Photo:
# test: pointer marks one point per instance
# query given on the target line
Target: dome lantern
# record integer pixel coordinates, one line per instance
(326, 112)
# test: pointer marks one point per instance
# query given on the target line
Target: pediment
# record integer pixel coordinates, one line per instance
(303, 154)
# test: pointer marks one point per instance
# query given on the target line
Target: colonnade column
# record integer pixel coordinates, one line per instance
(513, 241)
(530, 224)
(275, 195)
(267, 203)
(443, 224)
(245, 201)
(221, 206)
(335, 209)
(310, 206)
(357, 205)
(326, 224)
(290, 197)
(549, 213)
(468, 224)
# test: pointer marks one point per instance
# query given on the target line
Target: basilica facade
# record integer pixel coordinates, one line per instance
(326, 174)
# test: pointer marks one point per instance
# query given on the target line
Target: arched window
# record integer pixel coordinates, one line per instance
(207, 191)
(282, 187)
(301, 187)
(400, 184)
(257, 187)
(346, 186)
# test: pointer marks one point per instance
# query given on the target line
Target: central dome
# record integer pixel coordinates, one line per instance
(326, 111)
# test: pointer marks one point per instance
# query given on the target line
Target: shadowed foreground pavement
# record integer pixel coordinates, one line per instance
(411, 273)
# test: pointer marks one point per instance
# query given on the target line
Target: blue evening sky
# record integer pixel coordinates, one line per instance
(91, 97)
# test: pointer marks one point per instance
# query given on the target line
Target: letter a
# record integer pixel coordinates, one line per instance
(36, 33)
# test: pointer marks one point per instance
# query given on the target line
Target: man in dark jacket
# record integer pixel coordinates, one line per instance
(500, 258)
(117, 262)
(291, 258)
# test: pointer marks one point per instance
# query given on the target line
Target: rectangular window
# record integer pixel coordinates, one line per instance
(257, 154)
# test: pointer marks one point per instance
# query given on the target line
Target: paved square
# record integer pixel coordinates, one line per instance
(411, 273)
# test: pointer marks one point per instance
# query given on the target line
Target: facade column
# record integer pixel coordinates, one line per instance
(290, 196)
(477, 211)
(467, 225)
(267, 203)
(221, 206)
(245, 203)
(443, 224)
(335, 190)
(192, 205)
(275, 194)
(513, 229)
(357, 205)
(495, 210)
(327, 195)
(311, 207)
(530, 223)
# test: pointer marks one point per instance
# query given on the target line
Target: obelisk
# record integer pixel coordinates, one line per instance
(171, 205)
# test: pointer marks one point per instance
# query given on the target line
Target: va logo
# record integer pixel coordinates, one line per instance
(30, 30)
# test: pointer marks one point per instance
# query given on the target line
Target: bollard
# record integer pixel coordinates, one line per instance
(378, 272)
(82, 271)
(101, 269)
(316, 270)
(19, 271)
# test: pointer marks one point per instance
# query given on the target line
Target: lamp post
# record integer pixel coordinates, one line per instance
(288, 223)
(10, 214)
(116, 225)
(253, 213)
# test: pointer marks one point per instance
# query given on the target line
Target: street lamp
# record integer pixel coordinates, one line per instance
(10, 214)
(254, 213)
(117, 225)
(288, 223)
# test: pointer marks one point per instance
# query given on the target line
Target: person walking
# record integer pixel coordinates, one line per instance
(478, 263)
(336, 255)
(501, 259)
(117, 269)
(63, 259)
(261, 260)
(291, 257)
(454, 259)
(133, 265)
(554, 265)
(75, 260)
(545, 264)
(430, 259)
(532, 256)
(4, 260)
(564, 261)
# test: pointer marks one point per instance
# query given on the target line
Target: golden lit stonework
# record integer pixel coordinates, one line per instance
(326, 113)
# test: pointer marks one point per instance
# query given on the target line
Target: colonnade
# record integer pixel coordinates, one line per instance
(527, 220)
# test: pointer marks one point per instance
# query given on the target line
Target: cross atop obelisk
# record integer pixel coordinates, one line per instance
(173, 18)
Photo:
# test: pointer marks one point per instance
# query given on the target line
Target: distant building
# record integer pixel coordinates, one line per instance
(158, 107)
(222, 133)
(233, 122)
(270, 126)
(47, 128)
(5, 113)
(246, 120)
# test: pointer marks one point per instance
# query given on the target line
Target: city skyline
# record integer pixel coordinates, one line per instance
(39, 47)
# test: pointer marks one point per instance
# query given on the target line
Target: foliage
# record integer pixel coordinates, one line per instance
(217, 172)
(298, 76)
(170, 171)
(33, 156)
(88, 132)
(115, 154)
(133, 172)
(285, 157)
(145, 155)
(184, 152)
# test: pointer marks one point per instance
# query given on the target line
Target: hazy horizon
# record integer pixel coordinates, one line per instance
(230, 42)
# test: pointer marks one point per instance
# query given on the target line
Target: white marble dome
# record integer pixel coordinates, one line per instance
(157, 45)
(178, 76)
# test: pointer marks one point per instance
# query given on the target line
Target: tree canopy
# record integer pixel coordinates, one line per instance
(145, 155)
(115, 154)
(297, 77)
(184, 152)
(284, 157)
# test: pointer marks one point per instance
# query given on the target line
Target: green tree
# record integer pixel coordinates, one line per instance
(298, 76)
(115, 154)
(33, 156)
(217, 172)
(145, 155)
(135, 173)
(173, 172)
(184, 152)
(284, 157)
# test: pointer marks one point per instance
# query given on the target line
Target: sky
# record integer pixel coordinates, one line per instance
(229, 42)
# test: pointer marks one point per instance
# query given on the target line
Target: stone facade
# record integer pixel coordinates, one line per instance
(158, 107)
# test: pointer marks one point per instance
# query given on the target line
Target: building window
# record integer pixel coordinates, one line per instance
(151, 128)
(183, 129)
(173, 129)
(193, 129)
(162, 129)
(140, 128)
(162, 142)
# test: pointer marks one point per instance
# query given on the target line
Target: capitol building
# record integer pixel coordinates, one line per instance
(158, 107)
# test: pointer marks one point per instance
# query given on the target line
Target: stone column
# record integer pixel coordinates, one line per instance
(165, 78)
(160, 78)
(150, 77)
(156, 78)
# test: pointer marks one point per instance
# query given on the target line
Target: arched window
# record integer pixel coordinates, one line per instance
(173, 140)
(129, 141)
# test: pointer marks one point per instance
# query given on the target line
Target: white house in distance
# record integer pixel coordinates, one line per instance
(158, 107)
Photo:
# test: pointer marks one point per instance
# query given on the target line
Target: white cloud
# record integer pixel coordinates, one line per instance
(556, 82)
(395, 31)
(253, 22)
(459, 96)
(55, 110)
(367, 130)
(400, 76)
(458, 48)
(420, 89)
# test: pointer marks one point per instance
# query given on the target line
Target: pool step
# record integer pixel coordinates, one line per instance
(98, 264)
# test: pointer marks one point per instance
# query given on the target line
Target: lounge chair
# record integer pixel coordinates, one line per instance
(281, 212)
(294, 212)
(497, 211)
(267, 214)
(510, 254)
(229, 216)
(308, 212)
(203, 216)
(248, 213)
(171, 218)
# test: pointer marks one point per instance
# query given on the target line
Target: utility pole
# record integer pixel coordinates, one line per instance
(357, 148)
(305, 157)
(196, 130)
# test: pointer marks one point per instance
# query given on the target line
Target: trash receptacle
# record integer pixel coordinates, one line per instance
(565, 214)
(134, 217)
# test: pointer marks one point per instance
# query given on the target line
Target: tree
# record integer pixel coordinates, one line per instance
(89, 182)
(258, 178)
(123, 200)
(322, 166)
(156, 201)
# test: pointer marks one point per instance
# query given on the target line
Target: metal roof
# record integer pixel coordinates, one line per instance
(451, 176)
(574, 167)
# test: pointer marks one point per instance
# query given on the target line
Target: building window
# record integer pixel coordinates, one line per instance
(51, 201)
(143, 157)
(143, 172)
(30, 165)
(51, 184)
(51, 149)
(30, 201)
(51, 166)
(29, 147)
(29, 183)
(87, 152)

DIRECTIONS FOR THIS TASK: Could you write out all the entries word for word?

SOLUTION:
Photo:
# test: pointer marks one point per instance
# query given on the target line
Target: dome lantern
# record integer pixel coordinates, one line per instance
(326, 112)
# test: pointer marks one point per instance
# query given on the target line
Target: pediment
# record integer pixel coordinates, one line per instance
(303, 154)
# test: pointer marks one point per instance
# query given on the target line
Target: colonnade column
# record integer pixel coordinates, one line per instance
(513, 241)
(530, 224)
(275, 195)
(267, 203)
(443, 224)
(245, 201)
(221, 206)
(335, 209)
(310, 206)
(357, 205)
(326, 224)
(290, 197)
(549, 213)
(468, 224)
# test: pointer marks one point per instance
# query given on the target line
Target: basilica facade
# record integer pixel coordinates, one line per instance
(326, 174)
# test: pointer marks one point per instance
# query given on the target line
Target: arched window
# record integer pixel coordinates, one line per instance
(207, 191)
(282, 187)
(301, 187)
(400, 184)
(257, 187)
(346, 186)
# test: pointer marks one point per instance
# query given on the target line
Target: central dome
# record integer pixel coordinates, one line per instance
(326, 111)
# test: pointer marks one point per instance
# query given on the target line
Target: shadowed foreground pavement
# record integer pixel coordinates, one line per instance
(411, 273)
# test: pointer marks one point per instance
# query given on the target line
Target: blue evening sky
# record integer pixel coordinates, one line per instance
(91, 97)
# test: pointer marks one point per instance
# query given on the target line
Target: letter a
# record integer pixel coordinates, one line per instance
(36, 33)
# test: pointer marks one point per instance
# query given on the target line
Target: man in dark jacket
# record integer pixel coordinates, one line per instance
(500, 258)
(117, 262)
(291, 258)
# test: pointer marks one point per instance
# query given on the target line
Target: rectangular window
# record integer pixel coordinates, one line per instance
(257, 154)
# test: pointer marks one point per instance
# query given on the target line
Target: paved square
# record integer pixel coordinates, one line per instance
(411, 273)
# test: pointer marks one point per instance
# query given on the target line
Target: facade column
# record integer pixel coordinates, one line per instance
(290, 196)
(477, 211)
(467, 225)
(267, 203)
(221, 206)
(245, 203)
(443, 224)
(335, 190)
(192, 205)
(275, 194)
(513, 229)
(357, 205)
(495, 210)
(327, 195)
(311, 207)
(530, 223)
# test: pointer marks one point per instance
# query given on the target line
Target: obelisk
# record integer pixel coordinates, one line per instance
(171, 205)
# test: pointer marks one point per instance
# query given on the target line
Target: va logo
# record integer pixel coordinates, one line per instance
(30, 30)
# test: pointer marks one point per instance
# query given on the target line
Target: bollard
# record integer pixel coordinates, one line per instance
(378, 272)
(82, 271)
(101, 269)
(316, 270)
(19, 271)
# test: pointer marks one point per instance
# query given on the target line
Target: lamp post
# record integer pixel coordinates, one line per instance
(288, 223)
(10, 214)
(116, 225)
(253, 213)
# test: pointer marks one point per instance
# query given on the target line
Target: street lamp
# record integer pixel coordinates, one line per instance
(10, 214)
(254, 213)
(117, 225)
(288, 223)
# test: pointer marks one point per instance
# query given on the target line
Target: person walking
# record integer pixel coordinates, one line per instance
(478, 263)
(336, 255)
(501, 259)
(117, 269)
(63, 259)
(261, 260)
(291, 257)
(454, 259)
(133, 265)
(554, 265)
(75, 260)
(545, 264)
(430, 259)
(532, 256)
(4, 260)
(564, 261)
# test: pointer marks one point per instance
# query given on the target line
Target: golden lit stonework
# record integer pixel coordinates, one line per instance
(326, 113)
# test: pointer marks one point per instance
# query given on the target line
Target: colonnade
# record integer pixel coordinates, one line per instance
(527, 220)
# test: pointer marks one point per instance
# query given on the target line
Target: cross atop obelisk
# record integer pixel coordinates, one line per instance
(173, 18)
Photo:
# test: pointer marks one point per instance
# query given on the target line
Target: distant building
# record integer pixel coordinates, one line per instance
(158, 107)
(222, 133)
(233, 122)
(270, 126)
(47, 128)
(5, 113)
(246, 120)
# test: pointer marks one point per instance
# query given on the target line
Target: city skyline
# record integer pixel coordinates, one line per instance
(39, 47)
# test: pointer marks one point per instance
# query given on the target line
Target: foliage
# record integer pixel coordinates, one line per instance
(217, 172)
(298, 76)
(170, 171)
(33, 156)
(88, 132)
(115, 154)
(133, 172)
(285, 157)
(145, 155)
(184, 152)
# test: pointer marks one point per instance
# query given on the target line
Target: hazy horizon
# record integer pixel coordinates, one line per instance
(230, 42)
# test: pointer marks one point per instance
# query given on the target line
Target: white marble dome
# record integer pixel coordinates, one line per instance
(157, 45)
(178, 76)
# test: pointer marks one point per instance
# query given on the target line
Target: tree canopy
# record integer pixel coordinates, one line per instance
(145, 155)
(115, 154)
(297, 77)
(184, 152)
(284, 157)
# test: pointer marks one point per instance
# query given on the target line
Target: green tree
# record integer pixel coordinates, one line per instance
(298, 76)
(115, 154)
(33, 156)
(217, 172)
(145, 155)
(135, 173)
(173, 172)
(184, 152)
(284, 157)
# test: pointer marks one point per instance
# query given on the target line
Target: sky
# record integer pixel coordinates, one line per instance
(229, 42)
# test: pointer marks one point per instance
# query given on the target line
Target: stone facade
# record integer pixel coordinates, one line per instance
(158, 107)
# test: pointer marks one point per instance
# query given on the target line
Target: building window
# record integer pixel coordinates, one line per instance
(151, 128)
(183, 129)
(173, 129)
(193, 129)
(162, 129)
(140, 128)
(162, 142)
# test: pointer marks one point per instance
# query given on the target line
Target: capitol building
# record integer pixel coordinates, one line per instance
(158, 107)
# test: pointer marks one point per instance
# query given on the target line
Target: stone column
# record integer pixel coordinates, one line per instance
(165, 78)
(160, 78)
(150, 77)
(156, 78)
# test: pointer marks one point per instance
# query given on the target line
Target: arched window
# record integer pixel coordinates, one line per instance
(173, 140)
(129, 141)
# test: pointer marks one point per instance
# query given on the target line
Target: white house in distance
# record integer pixel coordinates, one line per instance
(158, 107)
Photo:
# test: pointer marks one point per instance
# query given on the target line
Target: white cloud
# record integer pixel coordinates, one line per instance
(556, 82)
(395, 31)
(253, 22)
(459, 96)
(55, 110)
(367, 130)
(400, 76)
(458, 48)
(420, 89)
# test: pointer marks one point per instance
# query given on the target line
Target: pool step
# record integer pixel coordinates, one line per instance
(98, 264)
# test: pointer marks one point per instance
# query given on the target line
Target: lounge chair
# record integer pixel coordinates, one line per instance
(281, 212)
(294, 212)
(497, 211)
(267, 214)
(510, 254)
(229, 216)
(308, 212)
(203, 216)
(248, 213)
(171, 218)
# test: pointer marks one point per instance
# query given on the target line
Target: utility pole
# record integer pixel coordinates, one line per instance
(357, 148)
(305, 157)
(196, 130)
# test: pointer marks one point per instance
# query given on the target line
Target: trash receptacle
# record integer pixel coordinates, one line per instance
(565, 214)
(134, 217)
# test: pointer marks one point per instance
# query given on the target line
Target: tree
# record integer pixel coordinates, one line per instance
(89, 182)
(258, 178)
(123, 200)
(322, 166)
(156, 201)
# test: pointer marks one point per instance
# query given on the target line
Target: metal roof
# record integer pixel coordinates, one line per instance
(451, 176)
(574, 167)
# test: pointer marks one point per instance
# query given on the target line
Target: building window
# record integer pixel coordinates, one line per instance
(51, 201)
(143, 157)
(143, 172)
(30, 165)
(51, 184)
(51, 149)
(30, 201)
(51, 166)
(29, 147)
(29, 183)
(87, 152)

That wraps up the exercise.